(WORKING DATA begins)

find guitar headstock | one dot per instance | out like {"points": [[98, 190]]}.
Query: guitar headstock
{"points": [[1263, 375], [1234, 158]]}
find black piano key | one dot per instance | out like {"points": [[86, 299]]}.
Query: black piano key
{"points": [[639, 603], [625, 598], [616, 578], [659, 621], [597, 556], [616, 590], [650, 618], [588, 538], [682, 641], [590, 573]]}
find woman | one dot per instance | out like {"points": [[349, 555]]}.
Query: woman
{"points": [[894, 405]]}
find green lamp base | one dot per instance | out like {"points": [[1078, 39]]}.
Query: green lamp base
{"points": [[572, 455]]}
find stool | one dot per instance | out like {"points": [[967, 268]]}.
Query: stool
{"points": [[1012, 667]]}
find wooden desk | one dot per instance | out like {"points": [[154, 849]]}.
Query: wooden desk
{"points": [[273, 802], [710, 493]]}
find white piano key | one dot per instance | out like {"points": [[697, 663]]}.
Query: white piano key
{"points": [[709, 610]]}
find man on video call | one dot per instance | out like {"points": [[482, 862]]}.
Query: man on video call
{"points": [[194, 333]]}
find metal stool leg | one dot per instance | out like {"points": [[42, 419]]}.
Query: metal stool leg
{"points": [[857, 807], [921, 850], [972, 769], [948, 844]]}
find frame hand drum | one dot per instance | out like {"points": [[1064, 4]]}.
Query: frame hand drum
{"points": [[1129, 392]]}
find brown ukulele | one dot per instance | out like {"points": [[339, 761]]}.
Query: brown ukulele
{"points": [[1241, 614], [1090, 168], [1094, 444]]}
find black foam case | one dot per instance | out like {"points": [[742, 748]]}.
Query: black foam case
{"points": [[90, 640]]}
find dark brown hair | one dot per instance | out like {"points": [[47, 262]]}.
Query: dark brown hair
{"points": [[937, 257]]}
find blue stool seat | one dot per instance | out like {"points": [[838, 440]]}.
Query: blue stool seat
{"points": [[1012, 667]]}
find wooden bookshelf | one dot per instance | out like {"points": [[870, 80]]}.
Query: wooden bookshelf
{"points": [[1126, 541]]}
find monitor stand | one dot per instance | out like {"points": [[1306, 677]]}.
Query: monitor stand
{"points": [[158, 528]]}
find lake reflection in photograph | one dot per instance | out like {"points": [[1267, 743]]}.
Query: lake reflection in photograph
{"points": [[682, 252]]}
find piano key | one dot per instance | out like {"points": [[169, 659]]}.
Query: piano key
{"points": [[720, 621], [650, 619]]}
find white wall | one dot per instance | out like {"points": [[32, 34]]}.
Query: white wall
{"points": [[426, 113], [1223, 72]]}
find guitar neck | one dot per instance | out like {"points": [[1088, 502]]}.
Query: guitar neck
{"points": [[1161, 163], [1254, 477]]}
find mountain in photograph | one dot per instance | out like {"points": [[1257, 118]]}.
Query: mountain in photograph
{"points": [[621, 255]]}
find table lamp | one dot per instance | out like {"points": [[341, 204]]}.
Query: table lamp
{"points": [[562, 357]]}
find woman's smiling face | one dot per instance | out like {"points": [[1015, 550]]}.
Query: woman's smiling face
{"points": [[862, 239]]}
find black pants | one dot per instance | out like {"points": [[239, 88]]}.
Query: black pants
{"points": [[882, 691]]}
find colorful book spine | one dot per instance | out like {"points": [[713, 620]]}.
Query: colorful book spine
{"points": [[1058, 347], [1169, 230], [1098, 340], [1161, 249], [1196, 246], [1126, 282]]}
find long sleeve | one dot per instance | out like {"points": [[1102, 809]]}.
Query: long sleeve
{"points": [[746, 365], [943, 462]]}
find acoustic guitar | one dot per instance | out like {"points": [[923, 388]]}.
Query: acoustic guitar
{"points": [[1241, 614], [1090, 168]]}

(WORKING DATA ends)

§ YOUR OBJECTIVE
Complete, exact output of the records is expected.

§ YOUR RESPONSE
find guitar headstock | one dot per instance | out like {"points": [[98, 190]]}.
Query: guitar headstock
{"points": [[1263, 375], [1234, 158]]}
find black piano key | one dot per instance | out like {"points": [[86, 299]]}.
Query: black piano key
{"points": [[639, 603], [625, 598], [616, 578], [659, 621], [597, 556], [616, 590], [650, 618], [588, 538], [682, 641], [590, 573]]}
find woman | one dot per instance | out like {"points": [[349, 555]]}.
Query: woman
{"points": [[894, 405]]}
find green lamp base | one dot per instance | out like {"points": [[1078, 39]]}.
Query: green lamp base
{"points": [[572, 455]]}
find stool | one dot per instance | out like {"points": [[967, 268]]}.
Query: stool
{"points": [[1012, 667]]}
find wooden desk | one dot per instance | out like {"points": [[154, 849]]}.
Query: wooden desk
{"points": [[273, 802], [710, 493]]}
find white piano key | one dot per instance | out like {"points": [[697, 663]]}.
Query: white piano key
{"points": [[709, 610]]}
find man on video call | one dot per instance | out like {"points": [[482, 862]]}.
Query: man on video call
{"points": [[194, 333]]}
find metal stool leg | one dot per instance | out like {"points": [[42, 419]]}.
Query: metal stool leg
{"points": [[857, 807], [921, 850], [972, 769], [948, 844]]}
find frame hand drum | one dot per instance | out like {"points": [[1064, 4]]}.
Query: frame hand drum
{"points": [[1129, 392]]}
find brown ukulele | one dot per instance | out like {"points": [[339, 761]]}.
Query: brown ukulele
{"points": [[1241, 614], [1090, 168], [1094, 444]]}
find black foam case | one dot per instance | out like {"points": [[742, 748]]}.
Query: black foam case
{"points": [[90, 640]]}
find dark brown hair | one dot per instance | out like {"points": [[47, 262]]}.
Query: dark brown hair
{"points": [[937, 257]]}
find blue stool seat | one dot per instance | out like {"points": [[838, 440]]}.
Query: blue stool seat
{"points": [[1012, 667]]}
find wooden bookshelf | one dot per instance | out like {"points": [[870, 80]]}.
Query: wooden bookshelf
{"points": [[1126, 541]]}
find monitor stand | one dot per instance | out like {"points": [[1306, 677]]}.
Query: monitor stand
{"points": [[158, 528]]}
find lake reflection in photograph | one dot per instance | out like {"points": [[1267, 743]]}.
Query: lake reflection in photograph
{"points": [[682, 252]]}
find piano key | one dot per instance | out like {"points": [[169, 659]]}.
Query: piano key
{"points": [[720, 621], [650, 619]]}
find white wall | one dot per instance | out like {"points": [[32, 34]]}.
Query: white wall
{"points": [[426, 113], [1223, 72]]}
find guitar neck | one dot per instance | out like {"points": [[1088, 502]]}.
Query: guitar neck
{"points": [[1161, 163], [1254, 477]]}
find mountain in photograph | one dot per instance | out like {"points": [[1257, 118]]}.
Query: mountain in photograph
{"points": [[621, 255]]}
find table lamp | one dot per instance | out like {"points": [[341, 204]]}.
Query: table lamp
{"points": [[562, 357]]}
find woman's smiling face | one dot per instance | out like {"points": [[1015, 550]]}.
Query: woman's smiling face
{"points": [[862, 239]]}
find black pants | one dot per instance | out like {"points": [[239, 88]]}.
Query: black pants
{"points": [[882, 691]]}
find colorful book spine | one dot per instance | out like {"points": [[713, 620]]}.
Query: colorful book spine
{"points": [[1058, 347], [1169, 230], [1098, 340], [1161, 249], [1196, 246], [1126, 282]]}
find long sleeve | one dot per instance | out like {"points": [[1102, 809]]}.
Query: long sleeve
{"points": [[746, 365], [943, 462]]}
find acoustic guitar | one dot per instance | out like {"points": [[923, 388]]}.
Query: acoustic guitar
{"points": [[1241, 614], [1090, 168]]}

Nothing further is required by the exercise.